* What the exercise asks *
Rewrite the records from the very first line through the line that contains "[(455, 8), (550, 34)]", putting "edge" wherever "outline" appears and leaving everything else unchanged.
↓↓↓
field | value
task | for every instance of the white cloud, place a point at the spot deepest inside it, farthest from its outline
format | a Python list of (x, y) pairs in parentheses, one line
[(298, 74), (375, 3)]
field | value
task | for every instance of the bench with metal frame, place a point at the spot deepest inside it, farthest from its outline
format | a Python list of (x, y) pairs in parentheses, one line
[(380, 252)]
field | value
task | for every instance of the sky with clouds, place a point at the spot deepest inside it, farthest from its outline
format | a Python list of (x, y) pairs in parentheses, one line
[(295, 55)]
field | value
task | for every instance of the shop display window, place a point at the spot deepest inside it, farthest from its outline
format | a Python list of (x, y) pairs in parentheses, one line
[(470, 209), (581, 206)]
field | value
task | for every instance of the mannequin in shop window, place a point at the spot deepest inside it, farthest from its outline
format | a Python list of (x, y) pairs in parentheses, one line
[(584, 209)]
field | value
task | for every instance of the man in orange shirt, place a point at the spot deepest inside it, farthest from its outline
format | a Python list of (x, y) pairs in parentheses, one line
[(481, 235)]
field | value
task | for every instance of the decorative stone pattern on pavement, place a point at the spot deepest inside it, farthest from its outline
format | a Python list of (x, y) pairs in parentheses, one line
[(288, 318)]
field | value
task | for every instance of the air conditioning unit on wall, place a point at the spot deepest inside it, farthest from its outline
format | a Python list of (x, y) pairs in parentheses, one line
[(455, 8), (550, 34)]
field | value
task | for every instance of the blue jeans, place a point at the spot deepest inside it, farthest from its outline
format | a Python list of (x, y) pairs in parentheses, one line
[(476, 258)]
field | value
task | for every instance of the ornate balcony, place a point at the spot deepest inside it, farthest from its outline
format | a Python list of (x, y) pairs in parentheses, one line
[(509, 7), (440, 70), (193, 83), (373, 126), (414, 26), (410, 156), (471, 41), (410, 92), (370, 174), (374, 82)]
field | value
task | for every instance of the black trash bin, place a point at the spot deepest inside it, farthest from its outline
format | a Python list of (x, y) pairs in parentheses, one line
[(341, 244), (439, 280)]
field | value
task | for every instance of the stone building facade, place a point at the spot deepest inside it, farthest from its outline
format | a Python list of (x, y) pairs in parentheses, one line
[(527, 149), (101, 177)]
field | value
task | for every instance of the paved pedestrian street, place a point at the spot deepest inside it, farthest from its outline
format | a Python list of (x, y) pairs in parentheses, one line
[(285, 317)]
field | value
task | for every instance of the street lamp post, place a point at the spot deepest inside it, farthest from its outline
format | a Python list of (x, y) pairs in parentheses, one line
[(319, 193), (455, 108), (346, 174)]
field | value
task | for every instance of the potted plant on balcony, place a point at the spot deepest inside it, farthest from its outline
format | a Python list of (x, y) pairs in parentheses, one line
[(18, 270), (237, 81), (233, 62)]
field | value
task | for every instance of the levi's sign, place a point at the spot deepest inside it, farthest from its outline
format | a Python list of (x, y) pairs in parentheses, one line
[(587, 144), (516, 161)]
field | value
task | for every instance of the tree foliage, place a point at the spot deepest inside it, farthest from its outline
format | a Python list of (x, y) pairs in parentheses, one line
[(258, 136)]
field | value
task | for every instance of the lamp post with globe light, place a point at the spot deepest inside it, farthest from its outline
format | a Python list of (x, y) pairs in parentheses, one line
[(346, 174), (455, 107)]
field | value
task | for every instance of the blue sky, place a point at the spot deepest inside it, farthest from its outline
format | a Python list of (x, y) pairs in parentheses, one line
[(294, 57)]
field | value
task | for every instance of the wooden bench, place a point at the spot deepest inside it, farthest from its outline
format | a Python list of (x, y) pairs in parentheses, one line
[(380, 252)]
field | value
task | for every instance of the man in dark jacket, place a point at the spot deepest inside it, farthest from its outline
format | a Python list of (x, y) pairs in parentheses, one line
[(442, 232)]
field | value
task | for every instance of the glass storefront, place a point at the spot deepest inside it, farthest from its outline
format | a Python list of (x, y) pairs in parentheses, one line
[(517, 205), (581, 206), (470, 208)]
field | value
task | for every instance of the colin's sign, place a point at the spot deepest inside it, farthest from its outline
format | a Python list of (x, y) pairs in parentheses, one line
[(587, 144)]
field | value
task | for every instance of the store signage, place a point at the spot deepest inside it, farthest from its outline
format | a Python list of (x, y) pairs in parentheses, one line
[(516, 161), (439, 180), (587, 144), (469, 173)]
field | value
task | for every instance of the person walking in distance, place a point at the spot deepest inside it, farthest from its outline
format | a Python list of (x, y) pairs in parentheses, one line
↑↑↑
* Completed task *
field | value
task | for every instance of the white cloud, place a point at the spot deepest inside it, farthest from its edge
format | a Python list of (x, y) pairs in parentheses, one line
[(298, 74), (375, 3)]
field | value
task | for every instance of the bench with metal frame, place a point at the spot deepest inside it, farthest from its edge
format | a Python list of (x, y) pairs in parentheses, one line
[(380, 252)]
field | value
task | for every instance of the sky with clouds, place a point at the spot deepest inside it, farthest from its edge
format | a Python list of (x, y) pairs in parentheses, one line
[(295, 55)]
field | value
task | for every instance of the shop display window, place a point at the spot deepest inside it, farthest from its edge
format | a Python list of (x, y) pairs in parentheses, one line
[(470, 209), (581, 206)]
field | value
task | for every instance of the mannequin in shop window, place a point at the spot deepest inside it, farthest from its edge
format | a Python list of (x, y) pairs in parentheses, one line
[(584, 209)]
field | value
task | for every instance of the man in orange shirt, place a point at the spot deepest inside it, farthest from its edge
format | a Python list of (x, y) pairs in parentheses, one line
[(481, 235)]
field | value
task | for every instance of the decorative stone pattern on pavement, place a point at the spot deepest inside it, farthest from its edge
format | a Python list of (x, y) pairs in parentheses, one line
[(288, 318)]
field | value
task | for every instance of the air conditioning unit on wall, place a point at the spot deepest inside it, farthest from its edge
format | a Python list of (x, y) pairs in parentheses, one line
[(455, 8), (550, 34)]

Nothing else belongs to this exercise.